Required tasks:
**A)** In the election commentary, translate this sentence into Spanish: "There were reports of DMK cadre refusing to work for Congress candidates in Tamil Nadu, giving the latter the jitters."
**B)** According to the election commentary, why did Manmohan Singh and Sonia Gandhi rush to Tamil Nadu? Answer in one to three sentences.
**C)** Continue the election commentary, picking up after its final sentence about the NDA's finale in Ludhiana.

Given passage:
===
Once the election results are out and hard numbers have to be put on the table, all the sloganeering will recede to the background. And while nobody can guess the final outcome, the winners will face a much tougher challenge than a display of lung power at TV studio debates, says RASHEEDA BHAGAT.




The NDA put up a grand finale in Ludhiana, the high point of which was getting the Bihar Chief Minister, Mr Nitish Kumar, to share the stage with his Gujarat counterpart, Mr Narendra Modi.

We have come to the end of our dance of democracy. Prime Minister Manmohan Singh and Congress President Sonia Gandhi dashed to Tamil Nadu to soothe the ruffled feathers of the DMK chief, Mr M. Karunanidhi, after Congress General-Secretary Rahul Gandhi made friendly overtures to Ms Jayalalithaa’s AIADMK as a “like-minded party”.

Obviously the DMK, on the back-foot and fighting a huge anti-incumbency factor in Tamil Nadu, was greatly upset by this remark. There were reports of DMK cadre refusing to work for Congress candidates in Tamil Nadu, giving the latter the jitters. Thrilled by Ms Gandhi’s decision to address a rally in Chennai, despite the security threat to her from the LTTE, an ailing DMK chief made it to the rally, recalled Sonia’s sacrifices, and praised her political acumen.

While the Congress was busy patching up cracks in its coalition with allies like the DMK, the NDA put up a grand finale in Ludhiana, the high point of which was to get the Bihar Chief Minister, Mr Nitish Kumar, to share the stage with his Gujarat counterpart, Mr Narendra Modi.
===
Data entries:
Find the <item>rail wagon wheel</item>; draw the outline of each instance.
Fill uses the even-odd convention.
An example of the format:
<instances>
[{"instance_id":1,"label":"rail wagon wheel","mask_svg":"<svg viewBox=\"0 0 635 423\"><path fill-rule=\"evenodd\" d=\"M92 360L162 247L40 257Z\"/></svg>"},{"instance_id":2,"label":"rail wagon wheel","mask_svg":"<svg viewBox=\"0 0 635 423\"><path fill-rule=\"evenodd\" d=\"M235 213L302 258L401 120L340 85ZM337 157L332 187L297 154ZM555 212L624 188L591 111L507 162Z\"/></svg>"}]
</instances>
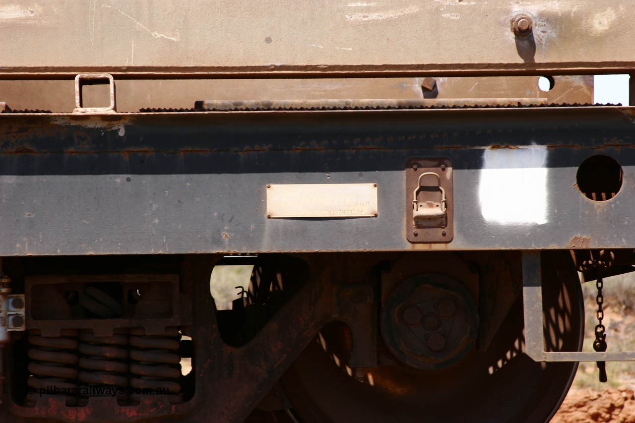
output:
<instances>
[{"instance_id":1,"label":"rail wagon wheel","mask_svg":"<svg viewBox=\"0 0 635 423\"><path fill-rule=\"evenodd\" d=\"M545 347L580 351L582 295L570 258L562 252L544 253L542 275ZM307 423L547 422L578 366L537 363L524 353L522 295L486 351L472 348L443 368L425 370L404 364L379 340L380 356L391 357L394 364L366 369L360 378L355 372L343 371L333 358L333 351L350 347L347 326L330 324L326 329L281 380L295 411Z\"/></svg>"}]
</instances>

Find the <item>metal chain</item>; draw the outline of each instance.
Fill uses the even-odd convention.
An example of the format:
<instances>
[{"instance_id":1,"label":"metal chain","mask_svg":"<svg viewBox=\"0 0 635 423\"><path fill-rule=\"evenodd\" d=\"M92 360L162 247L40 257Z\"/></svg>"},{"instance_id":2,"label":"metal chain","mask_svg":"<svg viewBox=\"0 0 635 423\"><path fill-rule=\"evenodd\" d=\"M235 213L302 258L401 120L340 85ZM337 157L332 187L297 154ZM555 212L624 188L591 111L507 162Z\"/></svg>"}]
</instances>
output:
<instances>
[{"instance_id":1,"label":"metal chain","mask_svg":"<svg viewBox=\"0 0 635 423\"><path fill-rule=\"evenodd\" d=\"M598 318L598 325L596 325L595 335L596 340L593 342L593 349L598 352L604 352L606 351L606 334L605 333L606 328L602 324L602 319L604 318L604 311L602 309L602 304L604 303L604 296L602 295L602 288L604 286L604 281L602 280L602 276L598 274L598 281L596 283L598 288L598 296L596 297L596 302L598 303L598 312L596 316ZM599 369L599 381L606 382L606 365L604 361L596 361L598 368Z\"/></svg>"},{"instance_id":2,"label":"metal chain","mask_svg":"<svg viewBox=\"0 0 635 423\"><path fill-rule=\"evenodd\" d=\"M599 258L594 258L592 252L589 252L590 260L585 260L580 265L578 269L581 272L589 272L592 269L598 271L598 280L596 287L598 288L598 295L596 302L598 304L598 311L596 317L598 318L598 324L596 325L596 339L593 342L593 349L597 352L604 352L606 351L606 328L602 324L604 319L604 310L602 305L604 304L604 295L602 295L602 288L604 288L604 281L602 280L602 271L606 271L613 264L615 255L610 250L603 250L599 252ZM598 368L599 369L599 381L606 382L606 367L605 361L596 361Z\"/></svg>"}]
</instances>

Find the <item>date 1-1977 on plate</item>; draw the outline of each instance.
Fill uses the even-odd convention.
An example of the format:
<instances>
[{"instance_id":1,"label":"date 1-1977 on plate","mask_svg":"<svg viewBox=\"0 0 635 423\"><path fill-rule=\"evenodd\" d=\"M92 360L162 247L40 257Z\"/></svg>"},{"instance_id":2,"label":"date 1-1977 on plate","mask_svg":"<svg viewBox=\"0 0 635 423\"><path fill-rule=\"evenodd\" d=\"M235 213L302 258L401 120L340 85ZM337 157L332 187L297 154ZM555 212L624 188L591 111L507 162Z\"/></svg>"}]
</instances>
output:
<instances>
[{"instance_id":1,"label":"date 1-1977 on plate","mask_svg":"<svg viewBox=\"0 0 635 423\"><path fill-rule=\"evenodd\" d=\"M267 185L267 217L377 217L377 184Z\"/></svg>"}]
</instances>

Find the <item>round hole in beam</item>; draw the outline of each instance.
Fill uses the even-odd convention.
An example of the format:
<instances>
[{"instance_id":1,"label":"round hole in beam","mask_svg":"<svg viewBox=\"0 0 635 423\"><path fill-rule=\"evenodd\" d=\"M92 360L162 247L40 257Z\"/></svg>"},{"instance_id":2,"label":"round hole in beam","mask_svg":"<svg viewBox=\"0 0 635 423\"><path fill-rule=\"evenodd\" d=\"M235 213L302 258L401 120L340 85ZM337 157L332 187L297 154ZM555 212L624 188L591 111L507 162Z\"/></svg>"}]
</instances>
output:
<instances>
[{"instance_id":1,"label":"round hole in beam","mask_svg":"<svg viewBox=\"0 0 635 423\"><path fill-rule=\"evenodd\" d=\"M622 166L608 156L592 156L580 165L575 179L580 192L594 201L610 200L620 192Z\"/></svg>"},{"instance_id":2,"label":"round hole in beam","mask_svg":"<svg viewBox=\"0 0 635 423\"><path fill-rule=\"evenodd\" d=\"M538 88L545 92L553 90L556 81L552 76L541 76L538 78Z\"/></svg>"}]
</instances>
===
Task-by-task results:
**A)** Hubo informes de que los cuadros del DMK se negaban a trabajar para los candidatos del Congreso en Tamil Nadu, lo que puso nerviosos a estos últimos.

**B)** They went to soothe the DMK chief, Mr M. Karunanidhi, who was upset after Rahul Gandhi called Ms Jayalalithaa's AIADMK a "like-minded party." The DMK was already on the back foot against strong anti-incumbency, and there were reports of its cadre refusing to work for Congress candidates.

**C)**
Nitish’s presence at that rally was very important to the BJP as the JD(U) leader, who enjoys a great deal of support from Muslims in Bihar for his secular credentials and inclusive politics, had been maintaining a clear distance from Mr Narendra Modi. He had said in interviews that he would not share any election plank with Mr Modi, made it clear to the BJP that he did not want the Gujarat CM to campaign in Bihar and repeatedly refused to answer questions endorsing Mr Modi as the NDA’s prime ministerial candidate in the future. But the Bihar polling is over now!

So, when Mr Kumar agreed to join the Ludhiana rally and shook Mr Modi’s hand, the BJP got a shot in the arm that gave it a greater boost than weaning away the Telengana Rashtriya Samiti chief K. Chandrasekhar Rao from the Third Front to the NDA camp did.

Formidable show

The Ludhiana rally was a formidable show of strength indeed. While Rahul Gandhi caused tremors in the UPA alliance by wooing Nitish Kumar, upset Trinamool Congress by saying Congress would do business with the Left again and rattled the DMK, the NDA was able to show that even while losing one ally — Mr Naveen Patnaik of the BJD — it had managed to keep together the others, and even find some new ones — Ajit Singh’s Lok Dal, the TRS, etc.

Against this, the UPA has lost allies like the RJD, the LJP and the SP in Bihar and Uttar Pradesh; that all the three will not do well is not the point. In lieu of these parties the Congress has failed to find other allies, and its overtures to the JD(U) have been spurned.

The missing two

But on May 16, when the results come out and hard numbers will have to be put on the table, all the sloganeering and handholding will recede to the background. While nobody has a clue on the final outcome, the bad news for the BJP is that the Congress continues to have an edge when it comes to casting its net wide and deep to fish for new allies/numbers. Sure, the NDA does have some allies still in purdah — two strong women leaders from the north and south in Ms Mayawati and Ms Jayalalithaa. The BJP will be more comfortable with the latter than the former and can expect its Gujarat strongman, Mr Modi, to bring Ms Jayalalithaa into the NDA fold. He enjoys her confidence and friendship.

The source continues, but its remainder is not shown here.